━━━ Listing
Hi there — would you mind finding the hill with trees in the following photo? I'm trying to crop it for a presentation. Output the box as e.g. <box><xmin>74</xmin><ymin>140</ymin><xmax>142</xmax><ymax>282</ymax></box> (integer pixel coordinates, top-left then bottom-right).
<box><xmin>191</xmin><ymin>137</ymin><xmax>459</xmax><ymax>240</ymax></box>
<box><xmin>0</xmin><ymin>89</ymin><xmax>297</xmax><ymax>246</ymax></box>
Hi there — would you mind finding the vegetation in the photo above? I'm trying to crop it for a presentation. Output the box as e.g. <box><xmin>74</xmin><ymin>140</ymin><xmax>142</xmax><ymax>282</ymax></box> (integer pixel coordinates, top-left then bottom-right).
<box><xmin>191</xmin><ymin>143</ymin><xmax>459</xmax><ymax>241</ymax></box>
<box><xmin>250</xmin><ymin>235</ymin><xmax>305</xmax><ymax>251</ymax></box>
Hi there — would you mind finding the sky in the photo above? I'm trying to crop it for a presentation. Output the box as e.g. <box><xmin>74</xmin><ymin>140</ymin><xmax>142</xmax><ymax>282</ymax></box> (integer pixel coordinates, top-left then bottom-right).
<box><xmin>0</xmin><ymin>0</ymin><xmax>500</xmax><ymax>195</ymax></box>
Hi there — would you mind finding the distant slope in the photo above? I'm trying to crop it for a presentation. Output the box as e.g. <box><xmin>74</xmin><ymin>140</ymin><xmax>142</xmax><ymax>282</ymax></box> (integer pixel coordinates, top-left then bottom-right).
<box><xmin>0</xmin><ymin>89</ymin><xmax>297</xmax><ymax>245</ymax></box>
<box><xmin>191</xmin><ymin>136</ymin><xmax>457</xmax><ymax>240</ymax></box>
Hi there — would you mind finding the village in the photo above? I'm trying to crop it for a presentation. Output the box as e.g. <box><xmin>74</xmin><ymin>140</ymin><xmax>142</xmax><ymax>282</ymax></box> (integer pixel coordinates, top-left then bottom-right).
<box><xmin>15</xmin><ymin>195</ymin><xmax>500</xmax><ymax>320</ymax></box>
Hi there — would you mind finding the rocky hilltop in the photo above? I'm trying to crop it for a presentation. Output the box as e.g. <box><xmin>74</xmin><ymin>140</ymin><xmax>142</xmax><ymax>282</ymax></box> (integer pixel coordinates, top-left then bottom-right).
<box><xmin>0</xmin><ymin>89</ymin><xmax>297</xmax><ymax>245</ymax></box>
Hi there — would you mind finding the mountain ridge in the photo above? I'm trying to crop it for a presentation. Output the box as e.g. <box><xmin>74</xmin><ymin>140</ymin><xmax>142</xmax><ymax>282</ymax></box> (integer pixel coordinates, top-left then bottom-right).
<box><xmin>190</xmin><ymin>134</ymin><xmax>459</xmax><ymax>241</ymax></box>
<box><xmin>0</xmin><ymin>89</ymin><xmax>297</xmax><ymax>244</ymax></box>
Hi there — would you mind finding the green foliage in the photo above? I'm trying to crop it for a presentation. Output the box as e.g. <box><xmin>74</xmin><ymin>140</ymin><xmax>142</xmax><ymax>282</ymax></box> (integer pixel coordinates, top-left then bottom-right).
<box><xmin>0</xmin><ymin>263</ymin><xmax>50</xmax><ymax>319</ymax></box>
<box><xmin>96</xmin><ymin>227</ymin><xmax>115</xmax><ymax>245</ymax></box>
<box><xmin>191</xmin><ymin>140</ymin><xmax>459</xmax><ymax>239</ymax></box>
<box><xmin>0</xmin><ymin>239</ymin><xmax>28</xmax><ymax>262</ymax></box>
━━━━━━
▶ Directive
Reproduce every line from the line with "Hi there — would you mind finding the green" through the end of the material. Raise each box coordinate by 20 in the lines that follow it, and leave the line beginning "Hi there" unchanged.

▶ Written response
Hi there — would you mind finding the green foliage in the photo above? I'm trying to crop it for a presentation. Output the box as e.g. <box><xmin>74</xmin><ymin>140</ymin><xmax>142</xmax><ymax>282</ymax></box> (integer pixel coordinates, top-left then bottom-right).
<box><xmin>20</xmin><ymin>283</ymin><xmax>70</xmax><ymax>339</ymax></box>
<box><xmin>116</xmin><ymin>247</ymin><xmax>135</xmax><ymax>265</ymax></box>
<box><xmin>211</xmin><ymin>160</ymin><xmax>479</xmax><ymax>259</ymax></box>
<box><xmin>20</xmin><ymin>259</ymin><xmax>48</xmax><ymax>282</ymax></box>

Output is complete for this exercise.